Excerpted passage:
---------------

Daily newspaper in Bryan, Texas

The Eagle, officially known as The Bryan-College Station Eagle, is a daily newspaper based in Bryan, Texas, United States. Centered in Brazos County, the paper covers an eight-county area around Bryan-College Station that includes Texas A&M University.

== History ==
First published by attorney Richard M. Smith as the Weekly Eagle on October 26, 1889, it transitioned to a daily in 1913.

The Eagle was owned by the Evening Post Publishing Company from 2001 to 2012, when it was sold to Berkshire Hathaway to become part of its BH Media Group subsidiary. At that time, the paper's average weekday circulation in 2012 was 19,132.

Previously, the newspaper was owned by Belo Corp. from 1995 to 2001, Worrell Newspapers from 1988 to 1995, Harte-Hanks Communications from 1962 to 1988 and local ownership prior to that. As of 2020, Lee Enterprises owns the paper.

---------------

Instruction:
Resume the article on The Eagle newspaper from the end of its last sentence.

---------------

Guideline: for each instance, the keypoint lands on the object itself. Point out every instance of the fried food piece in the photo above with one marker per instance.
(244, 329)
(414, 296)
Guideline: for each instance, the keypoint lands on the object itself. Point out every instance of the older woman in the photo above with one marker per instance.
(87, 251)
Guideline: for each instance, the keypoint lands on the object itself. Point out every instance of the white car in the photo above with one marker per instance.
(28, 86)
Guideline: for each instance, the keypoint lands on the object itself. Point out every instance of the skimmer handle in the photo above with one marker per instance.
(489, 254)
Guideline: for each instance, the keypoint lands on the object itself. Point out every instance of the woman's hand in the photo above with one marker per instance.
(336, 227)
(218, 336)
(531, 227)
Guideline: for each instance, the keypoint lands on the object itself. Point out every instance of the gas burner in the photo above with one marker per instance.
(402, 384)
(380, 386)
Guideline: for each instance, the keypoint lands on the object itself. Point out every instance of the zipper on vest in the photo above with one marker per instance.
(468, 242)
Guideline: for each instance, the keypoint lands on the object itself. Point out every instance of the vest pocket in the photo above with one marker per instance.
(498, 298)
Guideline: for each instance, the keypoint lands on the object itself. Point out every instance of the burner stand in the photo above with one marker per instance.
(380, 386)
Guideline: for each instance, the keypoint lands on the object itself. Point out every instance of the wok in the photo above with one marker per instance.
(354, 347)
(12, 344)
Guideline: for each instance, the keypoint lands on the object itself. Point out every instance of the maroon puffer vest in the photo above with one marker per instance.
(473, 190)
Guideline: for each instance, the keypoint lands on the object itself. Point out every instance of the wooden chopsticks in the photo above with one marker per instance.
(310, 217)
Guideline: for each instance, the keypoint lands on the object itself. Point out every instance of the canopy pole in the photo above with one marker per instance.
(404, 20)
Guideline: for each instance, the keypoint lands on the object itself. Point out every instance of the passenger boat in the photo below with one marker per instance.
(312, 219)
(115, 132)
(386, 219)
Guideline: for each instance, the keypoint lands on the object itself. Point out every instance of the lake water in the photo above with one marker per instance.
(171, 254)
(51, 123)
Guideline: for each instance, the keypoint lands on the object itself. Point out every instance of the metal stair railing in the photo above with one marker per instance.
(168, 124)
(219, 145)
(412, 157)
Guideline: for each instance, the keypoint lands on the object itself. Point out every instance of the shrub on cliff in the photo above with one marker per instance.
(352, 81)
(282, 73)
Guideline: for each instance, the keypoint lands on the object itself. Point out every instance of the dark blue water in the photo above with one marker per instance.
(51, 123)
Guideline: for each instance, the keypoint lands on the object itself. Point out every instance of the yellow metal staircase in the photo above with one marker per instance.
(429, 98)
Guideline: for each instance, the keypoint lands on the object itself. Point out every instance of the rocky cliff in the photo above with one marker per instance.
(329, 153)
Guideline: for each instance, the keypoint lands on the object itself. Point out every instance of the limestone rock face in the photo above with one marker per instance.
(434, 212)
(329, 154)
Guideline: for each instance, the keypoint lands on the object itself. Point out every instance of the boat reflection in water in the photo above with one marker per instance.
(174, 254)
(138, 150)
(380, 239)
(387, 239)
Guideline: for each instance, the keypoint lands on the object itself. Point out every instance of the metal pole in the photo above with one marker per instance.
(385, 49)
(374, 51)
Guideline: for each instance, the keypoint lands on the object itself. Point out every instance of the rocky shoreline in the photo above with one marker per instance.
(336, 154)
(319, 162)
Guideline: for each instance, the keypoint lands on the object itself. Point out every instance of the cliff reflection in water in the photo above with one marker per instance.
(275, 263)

---------------

Response:
Starting June 20, 2023, the print edition of the newspaper will be reduced to three days a week: Tuesday, Thursday and Saturday. Also, the newspaper will transition from being delivered by a traditional newspaper delivery carrier to mail delivery by the U.S. Postal Service.

== Awards ==
The Eagle has won multiple awards, including Texas Associated Press Managing Editors awards, as well as Newspaper Association of America circulation awards.